[Task instructions]
All of the data that follows is to be written out exactly, with images excluded.

[Records to use]

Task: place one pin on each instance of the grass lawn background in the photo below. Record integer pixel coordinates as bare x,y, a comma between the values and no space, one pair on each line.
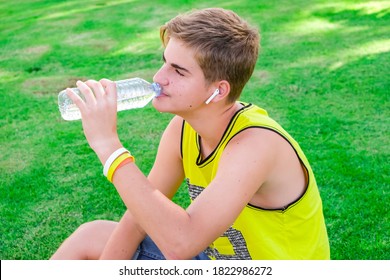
322,73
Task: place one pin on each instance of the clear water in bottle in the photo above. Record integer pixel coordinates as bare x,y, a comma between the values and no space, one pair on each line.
131,93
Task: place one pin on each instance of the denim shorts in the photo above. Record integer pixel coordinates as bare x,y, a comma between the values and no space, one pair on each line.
148,250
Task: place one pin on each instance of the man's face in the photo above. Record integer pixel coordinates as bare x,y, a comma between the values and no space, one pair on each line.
182,80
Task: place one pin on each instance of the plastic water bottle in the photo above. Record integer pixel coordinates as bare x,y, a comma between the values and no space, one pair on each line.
131,93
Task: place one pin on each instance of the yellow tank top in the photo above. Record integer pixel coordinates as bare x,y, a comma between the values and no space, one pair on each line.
296,232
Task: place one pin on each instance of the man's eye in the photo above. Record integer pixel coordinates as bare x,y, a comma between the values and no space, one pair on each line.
178,72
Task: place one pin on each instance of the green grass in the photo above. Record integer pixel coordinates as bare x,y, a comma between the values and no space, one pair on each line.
322,73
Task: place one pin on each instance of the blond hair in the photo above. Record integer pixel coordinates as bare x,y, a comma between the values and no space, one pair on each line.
226,47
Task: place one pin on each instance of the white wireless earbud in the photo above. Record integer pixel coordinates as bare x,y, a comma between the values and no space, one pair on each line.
215,93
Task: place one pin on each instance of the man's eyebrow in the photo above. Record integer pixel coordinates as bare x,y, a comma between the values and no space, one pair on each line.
174,65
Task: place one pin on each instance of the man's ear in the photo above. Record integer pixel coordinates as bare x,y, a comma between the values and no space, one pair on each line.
221,91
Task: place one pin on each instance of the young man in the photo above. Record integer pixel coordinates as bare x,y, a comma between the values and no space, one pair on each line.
253,192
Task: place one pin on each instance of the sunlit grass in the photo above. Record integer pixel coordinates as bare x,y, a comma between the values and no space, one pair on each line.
322,73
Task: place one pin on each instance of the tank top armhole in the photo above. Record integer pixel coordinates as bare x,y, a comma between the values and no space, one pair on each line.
182,139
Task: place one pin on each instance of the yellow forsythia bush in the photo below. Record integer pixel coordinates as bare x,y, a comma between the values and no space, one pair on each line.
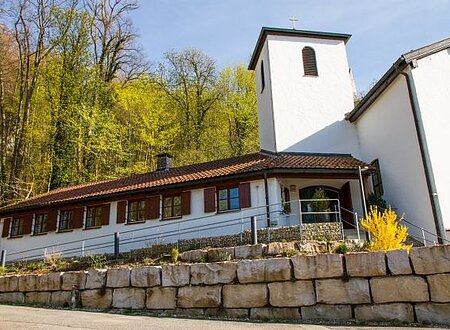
385,230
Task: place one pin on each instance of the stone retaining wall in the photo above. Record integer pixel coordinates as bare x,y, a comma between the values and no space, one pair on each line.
377,286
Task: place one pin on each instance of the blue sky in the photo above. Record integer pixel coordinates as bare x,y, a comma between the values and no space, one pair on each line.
226,30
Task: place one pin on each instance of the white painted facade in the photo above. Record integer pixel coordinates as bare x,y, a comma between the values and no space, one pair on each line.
299,113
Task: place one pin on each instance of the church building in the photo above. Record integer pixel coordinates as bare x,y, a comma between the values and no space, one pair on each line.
320,157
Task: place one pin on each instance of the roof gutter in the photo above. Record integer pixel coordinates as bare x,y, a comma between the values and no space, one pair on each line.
424,152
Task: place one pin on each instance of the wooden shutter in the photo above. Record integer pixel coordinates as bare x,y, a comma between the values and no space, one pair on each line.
152,207
6,224
209,195
78,217
346,203
27,224
121,211
52,220
244,195
185,203
105,214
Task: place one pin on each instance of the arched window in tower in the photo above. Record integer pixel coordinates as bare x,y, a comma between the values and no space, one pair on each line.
309,62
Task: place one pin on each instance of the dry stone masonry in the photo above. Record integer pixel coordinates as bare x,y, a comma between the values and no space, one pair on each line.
379,286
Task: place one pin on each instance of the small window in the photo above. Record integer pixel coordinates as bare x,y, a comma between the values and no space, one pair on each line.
376,179
228,199
172,207
17,227
94,217
40,224
65,220
136,211
263,80
309,62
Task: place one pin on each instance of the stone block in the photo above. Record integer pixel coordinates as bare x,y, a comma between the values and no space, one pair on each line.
245,295
327,312
96,279
12,297
439,287
399,289
213,273
337,291
385,312
271,313
199,296
61,298
221,254
398,262
70,279
433,313
292,294
366,264
161,298
175,275
194,256
41,298
49,282
227,313
318,266
27,283
133,298
146,277
9,283
431,260
97,298
249,251
118,278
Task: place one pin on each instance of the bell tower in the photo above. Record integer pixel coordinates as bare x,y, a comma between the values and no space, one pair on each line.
304,89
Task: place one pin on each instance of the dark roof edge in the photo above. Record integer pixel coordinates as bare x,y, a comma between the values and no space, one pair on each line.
290,32
390,75
9,212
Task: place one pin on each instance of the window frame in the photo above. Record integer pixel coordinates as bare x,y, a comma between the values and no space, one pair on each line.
97,217
139,212
41,222
66,218
19,227
171,207
228,199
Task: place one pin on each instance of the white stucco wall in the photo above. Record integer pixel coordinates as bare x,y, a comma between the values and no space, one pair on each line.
432,82
308,112
387,132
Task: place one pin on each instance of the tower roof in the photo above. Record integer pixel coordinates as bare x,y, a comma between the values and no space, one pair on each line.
265,31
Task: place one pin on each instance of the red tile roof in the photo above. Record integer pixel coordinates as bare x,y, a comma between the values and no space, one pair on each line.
247,164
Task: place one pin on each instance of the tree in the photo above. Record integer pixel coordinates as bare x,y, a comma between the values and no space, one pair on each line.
385,230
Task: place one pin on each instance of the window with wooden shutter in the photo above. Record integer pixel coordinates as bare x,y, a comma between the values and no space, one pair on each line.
244,195
209,204
309,62
6,224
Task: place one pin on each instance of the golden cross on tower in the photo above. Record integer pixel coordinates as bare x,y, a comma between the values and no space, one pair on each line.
293,20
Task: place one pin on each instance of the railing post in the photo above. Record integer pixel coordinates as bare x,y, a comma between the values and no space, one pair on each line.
116,244
3,258
357,225
423,237
254,230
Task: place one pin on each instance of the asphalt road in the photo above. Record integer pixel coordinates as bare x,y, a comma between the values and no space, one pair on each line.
18,317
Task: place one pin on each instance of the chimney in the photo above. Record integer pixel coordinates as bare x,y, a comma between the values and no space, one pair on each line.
163,162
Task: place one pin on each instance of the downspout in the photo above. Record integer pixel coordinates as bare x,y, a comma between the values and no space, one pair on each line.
266,193
423,146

[Answer below]
Task: place one pin on each instance of the grass lawn background in the photo below. Record integer pixel coordinates as bare x,y, a comma between the values and no space, one pair on each line.
322,73
Task: place one pin on each instance of the clear water in bottle in the photo above. Record integer pixel coordinates as bare x,y, a comma between the values and no space, one pair on each line.
131,93
Task: place one pin on each instance of the denim shorts in the photo above. Record integer pixel coordinates as bare x,y, a comma between the values and no space, one pair on each line.
148,250
Task: place one pin on each instance of the man's face in the photo above. Record integer pixel coordinates as bare x,y, a comma between the values and no space, one pair on each line.
182,80
Task: place one pin on each instance of the plastic water bottle in the photo above. Record integer pixel coordinates as bare x,y, a comma between the values and no space, one pair on each line.
131,93
Task: place one pin on each instance of the yellow tank top in the photo above. Record integer pixel coordinates as bare x,y, a comma between the values and no space, one pair on each line.
296,232
Task: place one pin on each instance of the man's eye in the photo above. Record integer pixel coordinates as bare x,y, a comma between the values and no space, one pair on each line.
178,72
Task: place one pin on each instance of the green grass in the photo above. Record integer pixel coordinates as bare x,y, a comma between the values and no space, one pair on each line.
322,73
Task: place one pin on each instance of the blond hair in the photo above. Record integer pixel coordinates as bare x,y, a comma between the values and no space, one pair on each line.
226,47
Task: place one pin on each instance of the white wireless earbud in the photo above. Record integer pixel coordinates as bare x,y, a comma between the values and no space, one pair on each line.
215,93
Task: place one pin on each instance of the man's eyebrow in the photo above. Record integer pixel coordinates as bare x,y, a comma between the values and no space, one pair on each line.
174,65
Task: place one pin on each instance of the man's ear in the photo above. Record integer pixel coordinates as bare x,y, a comma between the values and no space, one pair on each line.
221,91
Task: place one pin on each instance of the young man in the photo above. Record integer pixel coordinates as bare x,y, a comma between the values and no space, one pair on each line.
253,192
Task: place one pin on each instance of the sunlit grass in the photo above. Record integer pixel coordinates as bare x,y, a comma between the values and no space, one pair on each line.
322,73
Task: place one pin on each instance of the tank top armhole in the photo above. Record integer pixel coordinates as bare x,y, a comma between the values and no space, one pair on each line.
182,139
Task: place one pin on each instance of the yellow forsythia bush in the photo below. Record integer pixel coordinates as bare x,y, a comma between the values and no space, one pair on each line.
385,230
Task: place one pin on each instance of the stone retaining wall in the photo above. Record integer pixel coordinates as bare x,y, a comma between the values and no space, one pair on each line.
377,286
Task: place one pin on each instance of the blue sky in the photo above. Record integer pixel coordinates as bare x,y, a comma between the values and no space, one pair on each line.
226,30
Task: place one pin on each instance of the white painted facade in the photo above. Record integer pixel coordinates as bare x,y, a comma between the values and no space, one pair on each line.
299,113
Task: place one pin on each instance of the church building in the photo above. Record integer pixel coordinates as bare x,y, a comma between the values and no space, one pair on each line.
320,157
Task: place one pin on each instance of the roof gutter in the photo above. Record integer pixel coordinates as bare x,y, a comma between the values and no space, one pair on each line.
424,152
Task: place one pin on each instance of the wooden shutter in the photo above. Record integer pixel coordinates as bare x,y, a comma between the values and no space, one pair on each line.
152,207
6,224
209,195
78,217
346,203
27,224
121,211
52,220
244,195
185,203
105,214
Task: place one pin on each instance of the arched window in tower in the photo above. Record integer pixel coordinates as bare x,y, a comma between the values and no space, one pair on each line.
309,62
Task: place one pin on each instance of the dry stone masonry in the photo above. Record integer pixel coordinates as bare x,y, a comma between the values and no space, one pair on each line.
379,286
Task: place one pin on each instance of the small window in the photo above. Record integer pixel coordinates as bare x,y, a comma between the values and no space, one pair on each line.
376,179
228,199
172,207
17,227
94,217
40,224
65,220
136,211
263,80
309,62
Task: place one pin on each instance of the stone block in the photo above. Record integer pixel coordinates as bare x,y, a comma between the values and no space, one pair on each line.
245,295
327,312
96,279
12,297
439,287
399,289
213,273
337,291
385,312
271,313
199,296
61,298
221,254
398,262
70,279
433,313
292,294
366,264
161,298
175,275
194,256
41,298
49,282
227,313
318,266
27,283
133,298
146,277
9,283
431,260
97,298
249,251
118,278
Task: place one pin on each instance of the bell tower in the photo above. Record integer pixel coordinates as bare x,y, a comma between the values and no space, one pair on each line.
304,89
Task: place one pin on each instance of the dark roof edge in the photo above. Record integer pixel coordinates as bare x,y, a comma between the values and no space, one pair on each line.
290,32
390,75
9,212
Task: place one pin on each instance of the window frame in the photo above. Record integer pixel coordinates as bare x,y, a comma between the values and no space, one pair on each line.
97,217
139,212
41,222
66,218
19,227
171,207
228,199
Task: place one pin on each instance of the white stucco wall in the photo above. Record integer pixel coordinates as bare x,y, a comma between the values and no space, one pair on each line.
432,82
308,112
387,132
Task: place one pin on each instance of the tower roof in the photo above. Record integer pixel coordinates as bare x,y, a comma between the values and no space, one pair on each line.
265,31
Task: place one pin on each instance of the red tile roof in the photo above. Record integer pixel coordinates as bare x,y, a comma between the values and no space, one pair on each line.
247,164
Task: place one pin on each instance of the tree in the photo above. Record integer pixel coordinates as bare x,y, a comma between the values and no space, one pair on each line.
385,230
Task: place one pin on each instance of the window with wooden shutter in the photo above. Record integer pixel coordinates as bare x,y, a comma between the values and no space, one pair on each line.
244,195
209,204
309,62
6,224
Task: place one pin on each instance of the golden cross on tower in the photo above. Record integer pixel coordinates as bare x,y, a comma between the values and no space, one pair on each line.
293,20
Task: place one pin on each instance of the railing post in the photo above. Record integer pixel coordinates as bare x,y, a comma between the values and no space, one pair on each line.
116,244
3,258
357,225
423,237
254,230
Task: place one pin on each instance of the asphalt road in the photo above. Record integer pixel coordinates as bare x,y, a comma between the values and no space, one pair on each line.
18,317
Task: place one pin on each instance of the chimney in the photo above. Record integer pixel coordinates as bare x,y, a comma between the values and no space, one pair on each line.
163,162
Task: place one pin on each instance of the downspout in the photo above. Record integer pixel coordinates as bare x,y, a comma between the values and no space, one pair on each line.
266,193
423,146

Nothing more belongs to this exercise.